» Источник
Собранные вместе, эти три пьесы — «Дрейфус…» (1974), «Ателье» (1979) и «Свободная зона» (1990) — выявляют особый аспект творчества Жан-Клода Грюмбера. Обусловленные распадом еврейской общины в Центральной Европе, событием, навсегда оставившим свой след в истории XX века, отмеченные присутствием вовлеченных в эту историю персонажей, они вплотную подводят нас к теме Идишланда, вхождение в которую вовсе не предусматривает воссоздания исчезнувшего мира. Идишланд помогает выявить те проблемы, которые Франция семидесятых годов ставит перед поколением рожденных во время или сразу после войны. Это поиски самоидентичности, мечущейся между укорененностью в прошлом, от которого не осталось следов, и причастностью к настоящему; это ангажированность в искусстве, в частности в театре, предусматривающая, с одной стороны, социальные преобразования, а с другой — наследование прежней культуре; это ответственность по отношению к Другому человеку и солидарность в отношениях с группой людей… То есть три пьесы Грюмбера содержат обобщенную и помещенную в историческое время матрицу личности, представляющей поколение в момент перехода от «холодной войны» к крушению коммунизма.

Под требовательным воздействием чувства сопереживания и своей причастности к определенной культуре Жан-Клод Грюмбер создает театральный мир, многочисленные отзвуки которого воспроизводят реальность, сохранившуюся лишь в художественных произведениях, исторических архивах, да еще, пожалуй, в памяти выживших. И мир этот вопрошает нынешние времена.

Воплощение еврейского опыта

Действие «Дрейфуса…» происходит в Вильно в 1930 году. В зале, который в случае необходимости служит и театральным залом, актеры репетируют написанную одним из них пьесу про дело Дрейфуса. Репетиции то и дело прерываются событиями, составляющими повседневную жизнь местечка (штетла): историей зарождающейся любви и планами переезда и новой жизни; лекцией бродячего воинствующего сиониста; расставанием с одним из участников, вовлеченным в политику; попыткой погрома… Короче говоря, привычный ход вещей, составляющих смысл жизни в те годы.

Действие «Ателье» начинается где-то в 1945 году в Париже. Квартира Леона, которая служит одновременно и пошивочной мастерской (здесь и быт, и производство, и человеческие отношения), — пространство, где возрождается жизнь сразу после окончания войны: гладильщик готовится к революции; одна из работниц — Мими — грезит о бурном субботнем вечере, жена хозяина Элен занимается заказами. А Симона ждет возвращения мужа, депортированного в 1943 году… Короче говоря, привычный ход вещей, составляющих смысл жизни в те годы.

» Порядок выполнения
Назовите город и год, в которых происходит действие пьесы «Дрейфус…», согласно тексту о пьесах Жан-Клода Грюмбера.

» Фрагмент данных
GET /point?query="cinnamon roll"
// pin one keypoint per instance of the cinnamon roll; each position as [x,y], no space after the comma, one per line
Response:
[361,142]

» Итоговый результат
Действие происходит в Вильно в 1930 году.